(Point localization data)
--- START ---
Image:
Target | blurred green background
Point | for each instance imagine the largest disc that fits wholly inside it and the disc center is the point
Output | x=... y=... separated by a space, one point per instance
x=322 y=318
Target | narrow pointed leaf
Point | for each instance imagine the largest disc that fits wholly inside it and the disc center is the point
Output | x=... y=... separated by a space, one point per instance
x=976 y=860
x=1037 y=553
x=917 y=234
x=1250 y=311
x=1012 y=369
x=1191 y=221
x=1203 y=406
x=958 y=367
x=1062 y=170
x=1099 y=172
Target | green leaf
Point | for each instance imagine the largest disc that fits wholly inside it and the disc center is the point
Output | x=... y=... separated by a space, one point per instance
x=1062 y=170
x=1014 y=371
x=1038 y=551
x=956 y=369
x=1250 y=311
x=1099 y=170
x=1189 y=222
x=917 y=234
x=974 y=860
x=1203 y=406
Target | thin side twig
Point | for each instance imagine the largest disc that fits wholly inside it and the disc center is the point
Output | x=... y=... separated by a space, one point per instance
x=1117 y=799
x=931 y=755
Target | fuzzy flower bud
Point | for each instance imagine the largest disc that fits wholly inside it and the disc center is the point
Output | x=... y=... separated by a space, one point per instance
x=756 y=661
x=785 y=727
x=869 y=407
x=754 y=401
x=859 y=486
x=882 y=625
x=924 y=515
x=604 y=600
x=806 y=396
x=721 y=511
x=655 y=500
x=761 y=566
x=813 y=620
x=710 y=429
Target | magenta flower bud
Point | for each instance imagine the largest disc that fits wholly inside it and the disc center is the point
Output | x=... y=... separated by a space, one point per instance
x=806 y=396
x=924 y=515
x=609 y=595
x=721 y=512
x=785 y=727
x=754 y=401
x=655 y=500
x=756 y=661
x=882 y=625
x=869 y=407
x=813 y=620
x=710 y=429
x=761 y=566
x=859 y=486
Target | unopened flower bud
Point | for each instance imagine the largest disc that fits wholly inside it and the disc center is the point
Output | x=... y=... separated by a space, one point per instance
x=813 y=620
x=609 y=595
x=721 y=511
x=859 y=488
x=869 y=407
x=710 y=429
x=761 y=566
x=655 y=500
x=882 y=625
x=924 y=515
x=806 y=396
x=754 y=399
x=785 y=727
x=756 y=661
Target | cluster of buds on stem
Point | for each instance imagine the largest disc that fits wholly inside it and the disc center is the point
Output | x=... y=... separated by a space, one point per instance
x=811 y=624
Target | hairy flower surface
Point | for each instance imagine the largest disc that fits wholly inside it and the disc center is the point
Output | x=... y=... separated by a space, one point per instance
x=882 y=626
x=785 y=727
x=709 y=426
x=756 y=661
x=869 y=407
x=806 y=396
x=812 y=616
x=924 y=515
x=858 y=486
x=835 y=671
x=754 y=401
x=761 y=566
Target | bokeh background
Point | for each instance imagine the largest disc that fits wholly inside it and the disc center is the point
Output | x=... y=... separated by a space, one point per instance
--- END ---
Exercise instructions: What is needed here is an exact copy of all the records above.

Task answer:
Image:
Target | blurred green background
Point | for each instance imagine the largest disc that fits wholly inside it and the disc center is the point
Output | x=... y=... separated by a space, one point per instance
x=322 y=318
Target | narrow pointed leaf
Point | for each instance imagine the largest disc that fits wholly inside it and the disc center is the point
Output | x=... y=... separated by a space, one point per instance
x=976 y=860
x=1037 y=553
x=917 y=234
x=1250 y=311
x=1012 y=369
x=1191 y=221
x=1203 y=406
x=958 y=367
x=1062 y=170
x=1099 y=172
Target | green leaf
Point | for each instance imagine the largest disc that fits wholly inside it and the disc center is the point
Output | x=... y=... separated by a space, one point per instance
x=1062 y=170
x=1014 y=371
x=1038 y=551
x=956 y=369
x=1250 y=311
x=1099 y=170
x=1189 y=222
x=917 y=234
x=974 y=860
x=1203 y=406
Target | thin side twig
Point | for each instance imagine the largest disc that fits wholly inside it and the disc center is the point
Output | x=... y=... separated by a space, one point per instance
x=1117 y=799
x=931 y=755
Target | fuzzy flower bud
Point | for each instance imagine the largest disc that fits wholly inside it and the disc center is the point
Output | x=... y=... separated by a space, one point per instance
x=756 y=661
x=785 y=727
x=869 y=407
x=754 y=401
x=859 y=486
x=882 y=625
x=924 y=515
x=604 y=600
x=806 y=396
x=721 y=511
x=655 y=500
x=761 y=566
x=813 y=620
x=710 y=429
Target | magenta flower bud
Point | for each instance imagine the largest disc that fits wholly inside it and the disc center is the point
Output | x=... y=... separated by a space, one point per instance
x=806 y=396
x=924 y=515
x=609 y=595
x=721 y=512
x=785 y=727
x=754 y=401
x=655 y=500
x=756 y=661
x=882 y=625
x=869 y=407
x=813 y=620
x=710 y=429
x=761 y=566
x=859 y=486
Target | unopened flower bud
Point | for each instance imagine the largest disc that fits wholly inside it and the disc center is the point
Output | x=... y=... separated by a space, one point per instance
x=813 y=620
x=609 y=595
x=721 y=511
x=859 y=488
x=869 y=407
x=710 y=429
x=761 y=566
x=655 y=500
x=882 y=625
x=924 y=515
x=806 y=396
x=754 y=399
x=785 y=727
x=756 y=661
Target | cluster of buds on stem
Point | for each instance imagine the largest disc that fits wholly inside it and the disc center is the point
Output | x=... y=... separated by a space, one point per instance
x=811 y=624
Target | hairy flower surface
Point | for each instance imagine the largest disc that fits wholly inside it and the disc center is the point
Output | x=... y=... separated by a space, one point per instance
x=882 y=626
x=785 y=727
x=709 y=426
x=756 y=661
x=869 y=407
x=806 y=396
x=812 y=616
x=924 y=515
x=858 y=486
x=835 y=671
x=754 y=401
x=761 y=566
Target | bokeh background
Point | for each instance imagine the largest disc that fits wholly inside it and the disc center is the point
Output | x=... y=... separated by a space, one point per instance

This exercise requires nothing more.